» Region pointing data:
__________

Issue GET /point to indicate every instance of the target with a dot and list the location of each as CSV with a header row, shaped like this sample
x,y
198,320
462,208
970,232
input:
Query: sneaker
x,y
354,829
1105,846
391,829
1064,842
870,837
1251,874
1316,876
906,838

__________

» What you are asked to do: A verbatim copy of all the entries is the expected result.

» Answer to the exercise:
Issue GET /point to indicate every instance of the target with a dot and list the location of each as CSV with a header row, shaped like this sample
x,y
198,320
462,208
970,232
input:
Query: sneaker
x,y
354,829
1105,846
391,829
1064,842
870,837
1251,874
1316,876
906,838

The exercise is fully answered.